Vor dem Landesvorsitzenden Gerd Bruckner schmückt ein gerahmtes Foto von Franz Josef Strauß das Podium. Bruckner, 50, ist Medienunternehmer aus München, ehemaliges Mitglied der CSU und Urgroßneffe des Komponisten Anton Bruckner. Vor allem ist er ein impulsiver Redner mit Hang zur Selbstironie. Auch ihn plagt die graue Theorie. "Wir erfüllen nur die Drecksformalitäten der Staatsmacht!" Wenn die nicht wären, "dann würden wir ganz andere Nummern abziehen!" "Jawoll!", tönt es ihm entgegen. "Orgien!", ruft einer, "Wahlorgien!", präzisiert ein anderer.

Mal erinnert der Landesparteitag an einen sozialpädagogischen Workshop, mal an eine Karnevalssitzung, mal an eine Wohngemeinschaft der Achtziger, die eine Abwaschordnung ausdiskutiert. So kann’s gehen, wenn Satire auf Realität trifft, wenn sich Dadaismus und Bürokratismus paaren müssen.

Punkt für Punkt, Paragraf für Paragraf schleppen sich die Parteifreunde vorwärts. Formal korrekt und immer genervter. Die Beschlussfähigkeit unterliegt Schwankungen, denn dauernd ist irgendeine eine Fraktion der überaus nikotinorientierten Partei draußen beim Rauchen. Bei zwei selbst Gedrehten erläutern Horst und Jutta den Unterschied zwischen ihrer Truppe und richtiger Politik: "Wir demaskieren das System. Politik ist immer Realsatire. Aber nur wir haben’s bemerkt."

Für Europa? Freilich!
------------------------------------------------------------------------
**SCHRIFTLICHE AUFGABEN:**
1. Beantworte zum Artikel über den Landesparteitag folgende Fragen:
(a) Wessen gerahmtes Foto steht vor Gerd Bruckner auf dem Podium?
(b) Woran erinnert der Landesparteitag laut Artikel abwechselnd?
(c) Warum schwankt die Beschlussfähigkeit?
2. Wie geht der Artikel über den Landesparteitag nach seiner letzten Zeile weiter? Führe ihn von dort aus fort.

**ERFASSTE DATEN:**
------------------------------------------------------------------------
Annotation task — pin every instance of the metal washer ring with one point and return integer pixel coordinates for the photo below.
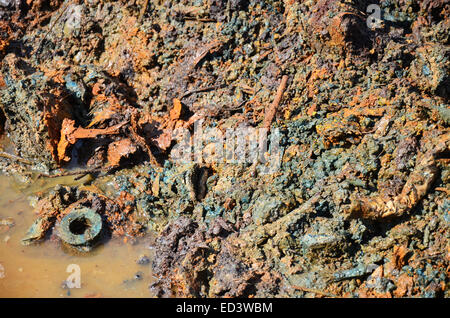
(93, 230)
------------------------------------------------------------------------
**ÜBUNGSERGEBNISSE:**
1.
(a) Das Foto zeigt Franz Josef Strauß.
(b) Der Parteitag erinnert mal an einen sozialpädagogischen Workshop, mal an eine Karnevalssitzung und mal an eine Wohngemeinschaft der Achtziger, die eine Abwaschordnung ausdiskutiert.
(c) Dauernd ist irgendeine Fraktion der Partei draußen beim Rauchen.

2.
Drinnen regieren weiterhin die Regularien. Jetzt geht es um die Europawahl. Arno Kral geht herum und fragt jeden: "Kandidierst du" "Für was", fragt eine Taxifahrerin aus Nürnberg. "Europa." – "Freilich!"

Der Landesvorsitzende widmet sich nun bunteren Themen, referiert über die Waschmaschinentauglichkeit der Partei-T-Shirts, preist den "Ultimativen Polit-Guide für Aktivisten nicht nur für Partei-Mitglieder" an (druckfrisch, Auflage 100 Stück, was den Preis von 20 Euro erklärt) und zeigt Fotos aus dem Wahlkampf, die an einem Münchner FKK-Strand entstanden sind. Lustige Funktionäre beim Unterschriftensammeln. Die Stimmung hellt sich auf.

Der Spaß ist für den Abend vorgesehen. Da wird Bruckner seine programmatische Rede vortragen. Zuvor werden noch schnell ein paar Formalien erfüllt. Satzungsrechtliche Aspekte und so, strukturelle Fragen der Landesverbandsorganisation, Einhebung von Parteispenden. Eher Feinheiten. "Das muss leider sein", sagt Bruckner. "Nur für den Fall, dass wir mal an die Macht kommen.